La Page d’Annie Toledano Khachauda. Souvenirs Souvenirs

Souvenirs souvenirs. Ce soir c’est Souccoth. Petit rappel des fêtes chez mes parents.

HAG SAMEAH À TOUS.

Tous mes rituels sont liés à la pratique du fait religieux. Le judaïsme que ma famille pratiquait d’une manière éclairée et surtout joyeuse malgré quelques contraintes. Celles liées au Shabbat obéissaient à un rituel précis, il fallait allumer les bougies à l’heure indiquée sur le calendrier agrafé contre le mur de la cuisine, dresser la table, vérifier que la plaque qui maintenait les repas du vendredi et du samedi au chaud était correctement branchée. Une grande fébrilité agitait toute la maison pendant le dernier quart d’heure.

En dépit de l’éloignement et du déracinement qui s’en est suivi, je découvrais d’autres horizons, je m’ouvrais à d’autres cultures que je découvrais en changeant de continent.

Cependant, peu à peu, j’y suis revenue, cela donne une stabilité et un rythme à mon année. Le Shabbat accompagné de son rituel précis donne un repère aux semaines qui passent et que lient les fêtes.

Bientôt Hanoukka, j’entends encore ma mère nous dire : « Mes enfants ce shabbat est le plus court de l’année, juste après les jours commencent à rallonger ».

Je sais après l’avoir vérifié qu’elle avait raison et que timidement mais sûrement les beaux jours reviendront.

Toubishbat, la fête des fruits, il fallait en avoir le plus possible et ce n’était pas si facile, les nombreuses variétés que l’on trouve dans nos marchés n’avaient pas encore traversé les frontières.

A l’inverse nous nous régalions de mures sauvages, de baies juteuses assemblées dans des petits paniers tressés, de jujubes à la fois croquants et acidulés, tant de variétés remplacées dans nos tables d’aujourd’hui par les mangues, ananas, litchis et autres fruits exotiques.

Pourim, le sacre d’Esther et de son oncle Mardochée. Le jeûne de Pourim qu’accompagnaient les brioches avec un œuf planté au centre et que maintenaient des croisillons de pâte dorée, les petits pains en forme de poissons, ciseaux et couronnes ciselées, exclusivement exécutés pour cette fête.

**Consignes**:
1. Reprenez le passage du texte allant de « En dépit de » jusqu'à « lient les fêtes. », en remplaçant « stabilité » par « assise ».
2. D'après le texte, où était agrafé le calendrier indiquant l'heure à laquelle il fallait allumer les bougies du Shabbat ?
3. Résumez le texte en deux phrases.
Les enregistrements n'interviennent en rien dans ce qui est demandé ici.

**Données brutes**:
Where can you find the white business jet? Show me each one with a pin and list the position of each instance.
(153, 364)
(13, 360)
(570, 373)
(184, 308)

**Réponses**:
1.
En dépit de l’éloignement et du déracinement qui s’en est suivi, je découvrais d’autres horizons, je m’ouvrais à d’autres cultures que je découvrais en changeant de continent.

Cependant, peu à peu, j’y suis revenue, cela donne une assise et un rythme à mon année. Le Shabbat accompagné de son rituel précis donne un repère aux semaines qui passent et que lient les fêtes.

2. Contre le mur de la cuisine.

3. Le texte rappelle les fêtes juives célébrées chez les parents, dans une famille qui pratiquait le judaïsme d'une manière éclairée et joyeuse, notamment à travers le rituel précis du Shabbat. Après un éloignement qui a ouvert sur d'autres cultures, le retour progressif à ces pratiques apporte stabilité et rythme à l'année, ponctuée par les souvenirs de Hanoukka, de Toubishbat et de Pourim.